Stored data entries
______________________________

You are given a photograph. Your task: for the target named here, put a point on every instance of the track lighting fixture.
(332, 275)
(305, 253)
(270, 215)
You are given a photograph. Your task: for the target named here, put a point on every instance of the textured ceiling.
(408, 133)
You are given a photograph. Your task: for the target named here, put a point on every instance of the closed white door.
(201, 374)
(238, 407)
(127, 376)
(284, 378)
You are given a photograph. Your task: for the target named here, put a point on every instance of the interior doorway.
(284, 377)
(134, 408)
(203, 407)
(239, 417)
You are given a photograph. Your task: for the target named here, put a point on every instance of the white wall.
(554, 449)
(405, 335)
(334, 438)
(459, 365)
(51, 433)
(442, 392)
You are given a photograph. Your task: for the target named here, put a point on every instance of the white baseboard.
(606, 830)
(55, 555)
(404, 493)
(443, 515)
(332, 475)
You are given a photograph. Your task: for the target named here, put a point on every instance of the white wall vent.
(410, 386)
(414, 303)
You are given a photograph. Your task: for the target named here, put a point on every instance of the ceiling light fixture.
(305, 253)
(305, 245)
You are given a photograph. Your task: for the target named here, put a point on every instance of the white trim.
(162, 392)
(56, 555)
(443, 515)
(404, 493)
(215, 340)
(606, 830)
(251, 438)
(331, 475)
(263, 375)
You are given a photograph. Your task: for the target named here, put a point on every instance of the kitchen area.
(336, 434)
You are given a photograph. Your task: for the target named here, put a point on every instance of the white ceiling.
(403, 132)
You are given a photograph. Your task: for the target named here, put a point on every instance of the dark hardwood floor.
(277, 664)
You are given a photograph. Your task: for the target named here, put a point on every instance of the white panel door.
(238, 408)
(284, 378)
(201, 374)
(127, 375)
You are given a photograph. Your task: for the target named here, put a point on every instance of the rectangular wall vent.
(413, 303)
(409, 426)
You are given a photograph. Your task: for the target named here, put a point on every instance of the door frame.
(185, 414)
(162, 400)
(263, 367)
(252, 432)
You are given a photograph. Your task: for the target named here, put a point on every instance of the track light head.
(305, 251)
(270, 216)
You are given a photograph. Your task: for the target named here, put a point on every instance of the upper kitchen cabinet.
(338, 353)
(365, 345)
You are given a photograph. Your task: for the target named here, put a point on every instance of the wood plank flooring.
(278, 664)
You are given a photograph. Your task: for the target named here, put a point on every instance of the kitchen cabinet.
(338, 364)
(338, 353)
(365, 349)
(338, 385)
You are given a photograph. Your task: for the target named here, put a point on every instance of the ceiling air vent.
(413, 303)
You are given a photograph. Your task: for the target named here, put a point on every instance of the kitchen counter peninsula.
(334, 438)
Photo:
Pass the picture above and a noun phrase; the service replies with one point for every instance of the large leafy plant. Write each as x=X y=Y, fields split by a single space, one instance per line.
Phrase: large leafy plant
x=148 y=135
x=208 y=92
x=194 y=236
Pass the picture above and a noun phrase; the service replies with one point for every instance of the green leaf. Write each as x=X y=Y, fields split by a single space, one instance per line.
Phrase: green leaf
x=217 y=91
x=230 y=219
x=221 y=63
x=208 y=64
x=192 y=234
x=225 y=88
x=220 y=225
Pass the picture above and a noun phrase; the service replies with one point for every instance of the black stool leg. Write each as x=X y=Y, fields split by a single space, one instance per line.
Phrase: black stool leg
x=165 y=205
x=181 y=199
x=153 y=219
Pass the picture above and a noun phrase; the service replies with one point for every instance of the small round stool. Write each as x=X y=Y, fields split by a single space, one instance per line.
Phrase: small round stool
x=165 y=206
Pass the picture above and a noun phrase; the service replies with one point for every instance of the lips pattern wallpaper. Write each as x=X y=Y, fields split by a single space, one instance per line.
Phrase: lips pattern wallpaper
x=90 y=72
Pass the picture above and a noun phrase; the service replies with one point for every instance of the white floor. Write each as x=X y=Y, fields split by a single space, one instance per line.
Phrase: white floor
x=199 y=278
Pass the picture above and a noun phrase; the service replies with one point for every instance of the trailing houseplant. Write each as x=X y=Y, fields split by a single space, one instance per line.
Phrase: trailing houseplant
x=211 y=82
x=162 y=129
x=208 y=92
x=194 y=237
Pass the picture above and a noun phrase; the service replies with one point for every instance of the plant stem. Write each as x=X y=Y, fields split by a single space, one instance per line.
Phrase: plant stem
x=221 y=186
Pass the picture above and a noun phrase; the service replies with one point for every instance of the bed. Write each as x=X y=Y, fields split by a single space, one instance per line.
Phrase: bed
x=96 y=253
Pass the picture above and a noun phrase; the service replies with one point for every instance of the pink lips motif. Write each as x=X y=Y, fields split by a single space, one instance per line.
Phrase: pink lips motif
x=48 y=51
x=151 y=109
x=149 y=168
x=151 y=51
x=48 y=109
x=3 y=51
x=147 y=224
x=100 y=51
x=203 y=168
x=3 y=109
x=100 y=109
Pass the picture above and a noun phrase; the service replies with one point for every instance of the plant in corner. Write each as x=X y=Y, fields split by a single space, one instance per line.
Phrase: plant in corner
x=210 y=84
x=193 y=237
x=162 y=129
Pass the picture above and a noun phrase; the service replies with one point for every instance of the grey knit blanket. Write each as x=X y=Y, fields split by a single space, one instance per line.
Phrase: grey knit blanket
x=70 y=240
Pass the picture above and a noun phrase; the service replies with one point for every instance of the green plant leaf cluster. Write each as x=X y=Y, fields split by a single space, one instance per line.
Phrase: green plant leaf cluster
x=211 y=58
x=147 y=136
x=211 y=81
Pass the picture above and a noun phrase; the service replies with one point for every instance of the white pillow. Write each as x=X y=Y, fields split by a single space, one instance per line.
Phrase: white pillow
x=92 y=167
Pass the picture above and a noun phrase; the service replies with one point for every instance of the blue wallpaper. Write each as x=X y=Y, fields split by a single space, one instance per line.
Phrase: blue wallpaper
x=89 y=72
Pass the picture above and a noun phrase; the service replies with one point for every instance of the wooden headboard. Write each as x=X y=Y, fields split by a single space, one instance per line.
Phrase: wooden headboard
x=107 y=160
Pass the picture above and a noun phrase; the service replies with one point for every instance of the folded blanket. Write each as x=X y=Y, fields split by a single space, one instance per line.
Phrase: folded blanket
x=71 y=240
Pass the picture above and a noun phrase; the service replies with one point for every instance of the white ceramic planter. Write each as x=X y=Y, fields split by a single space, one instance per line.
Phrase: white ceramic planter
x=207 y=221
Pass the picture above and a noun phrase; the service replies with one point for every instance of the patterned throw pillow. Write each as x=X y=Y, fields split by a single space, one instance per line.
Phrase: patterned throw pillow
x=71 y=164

______________________________

### Task details
Nothing in the data may differ; print all of it exactly as written.

### Response to this exercise
You are given a photograph. Your task: for the target named here, put a point on every instance of the track lighting fixture.
(332, 275)
(305, 253)
(270, 215)
You are given a photograph. Your task: for the target named here, put a point on every instance of the textured ceiling.
(408, 133)
You are given a photograph. Your task: for the target named here, put a point on every instance of the closed white door.
(201, 374)
(238, 407)
(127, 376)
(284, 378)
You are given a photograph. Your task: for the target named here, put a point on every instance of the interior doorway.
(284, 377)
(134, 408)
(203, 407)
(239, 417)
You are given a photograph. Your task: for the target named here, put a point on every instance of the white wall.
(554, 449)
(405, 335)
(334, 438)
(459, 365)
(51, 433)
(442, 392)
You are given a photograph. Your task: for the target named here, put a point on every instance of the white baseboard.
(606, 830)
(55, 555)
(404, 493)
(443, 515)
(332, 475)
You are given a photograph. Your task: for the target named here, put a point on every instance of the white wall vent.
(410, 386)
(414, 303)
You are given a photograph. Your task: for the target named here, put a point on every instance of the ceiling light fixture.
(305, 253)
(305, 245)
You are given a photograph. Your task: for the target named here, put a point on every instance of the white trim.
(162, 392)
(56, 555)
(443, 515)
(404, 493)
(215, 340)
(606, 830)
(251, 438)
(331, 475)
(263, 375)
You are given a photograph. Your task: for the target named here, put a point on every instance of the kitchen area.
(336, 434)
You are given a photograph. Your task: for the target named here, put a point on every instance of the white ceiling.
(403, 132)
You are given a photograph. Your task: for the target named here, put a point on every instance of the dark hardwood floor.
(277, 664)
You are given a photograph. Your task: for the target named here, put a point on every instance of the white panel door.
(238, 408)
(284, 378)
(201, 374)
(127, 375)
You are given a photograph. Your task: for the target named here, put a point on every instance of the rectangular wall vent.
(413, 303)
(409, 426)
You are given a photograph. Your task: for the target named here, put a point on every instance of the door frame.
(185, 414)
(162, 400)
(263, 367)
(252, 432)
You are given a photograph. Your task: for the target named here, put a point on every instance of the track light head.
(305, 251)
(270, 216)
You are given a photograph. Your task: for the target named here, put a point on every instance of the upper kitchen cabinet.
(338, 353)
(365, 345)
You are given a photograph. Your task: for the target named here, put a point on every instance of the wood plank flooring.
(278, 664)
You are given a photograph. Your task: for the target named here, put a point on every instance of the kitchen cabinet.
(338, 364)
(338, 353)
(365, 349)
(338, 385)
You are given a photograph. Your task: for the target named here, put a point on every instance of the ceiling air vent.
(413, 303)
You are given a photograph. Your task: for the target named here, put a point on every instance of the kitchen counter peninsula.
(334, 438)
Photo:
Pass the picture above and a noun phrase; the service replies with one point for every instance of the large leafy plant. Write each as x=X y=Y, fields split by a single space, one instance per line.
Phrase: large leafy plant
x=148 y=135
x=208 y=92
x=194 y=236
Pass the picture above and a noun phrase; the service replies with one point for every instance of the green leaf. Write each as x=X y=Y, fields split by a single space, one instance per line.
Phrase: green leaf
x=217 y=91
x=230 y=219
x=221 y=63
x=208 y=64
x=192 y=234
x=225 y=88
x=220 y=225
Pass the picture above and a noun phrase; the service replies with one point for every instance of the black stool leg. Write each as x=X y=Y, fields split by a single space, one instance per line.
Phrase: black stool leg
x=165 y=205
x=181 y=199
x=153 y=219
Pass the picture above and a noun phrase; the service replies with one point for every instance of the small round stool. Write each as x=X y=Y, fields split by a single space, one instance per line.
Phrase: small round stool
x=165 y=206
Pass the picture above and a noun phrase; the service replies with one point for every instance of the lips pattern wallpaper. Write each as x=X y=Y, fields split by a single space, one instance per line.
Phrase: lips pattern wallpaper
x=90 y=72
Pass the picture above and a noun phrase; the service replies with one point for every instance of the white floor. Write each as x=X y=Y, fields split by a single space, one instance per line.
Phrase: white floor
x=199 y=278
Pass the picture above and a noun phrase; the service replies with one point for every instance of the trailing houseplant. Write each as x=X y=Y, fields split by a single space, one instance per line.
Phrase: trailing houseplant
x=211 y=82
x=162 y=129
x=208 y=92
x=194 y=237
Pass the picture above and a noun phrase; the service replies with one point for every instance of the plant stem. Write each as x=X y=Y, fields split by a single space, one instance per line.
Phrase: plant stem
x=221 y=186
Pass the picture above and a noun phrase; the service replies with one point for every instance of the bed. Write each as x=X y=Y, fields split by a single space, one instance per line.
Phrase: bed
x=96 y=253
Pass the picture above and a noun phrase; the service replies with one point for every instance of the pink lips motif. Write each as x=X y=Y, fields split by a single space, one instance per line.
Phrase: pink lips motif
x=48 y=51
x=151 y=109
x=149 y=168
x=151 y=51
x=48 y=109
x=3 y=51
x=147 y=224
x=100 y=51
x=203 y=168
x=3 y=109
x=100 y=109
Pass the picture above and a noun phrase; the service replies with one point for every instance of the plant in corner. Write each as x=X y=Y, fields split by a single space, one instance per line.
Phrase: plant in corner
x=210 y=84
x=193 y=237
x=162 y=129
Pass the picture above and a noun phrase; the service replies with one point for every instance of the grey knit blanket. Write each as x=X y=Y, fields split by a single space, one instance per line.
Phrase: grey knit blanket
x=70 y=240
Pass the picture above and a noun phrase; the service replies with one point for every instance of the green plant leaf cluster. Write each as x=X y=Y, fields split by a single space, one instance per line.
Phrase: green plant leaf cluster
x=211 y=58
x=147 y=136
x=211 y=81
Pass the picture above and a noun phrase; the service replies with one point for every instance of the white pillow. Write each as x=X y=Y, fields split by a single space, one instance per line.
Phrase: white pillow
x=92 y=167
Pass the picture above and a noun phrase; the service replies with one point for every instance of the blue wallpaper. Write each as x=X y=Y, fields split by a single space, one instance per line.
Phrase: blue wallpaper
x=89 y=72
Pass the picture above and a noun phrase; the service replies with one point for every instance of the wooden headboard. Write each as x=X y=Y, fields split by a single space, one instance per line.
Phrase: wooden headboard
x=107 y=160
Pass the picture above and a noun phrase; the service replies with one point for every instance of the folded blanket. Write each as x=X y=Y, fields split by a single space, one instance per line.
Phrase: folded blanket
x=71 y=240
Pass the picture above and a noun phrase; the service replies with one point for every instance of the white ceramic planter. Write each as x=X y=Y, fields split by a single space, one instance per line.
Phrase: white ceramic planter
x=207 y=221
Pass the picture above and a noun phrase; the service replies with one point for every instance of the patterned throw pillow. Write each as x=X y=Y, fields split by a single space, one instance per line.
Phrase: patterned throw pillow
x=71 y=164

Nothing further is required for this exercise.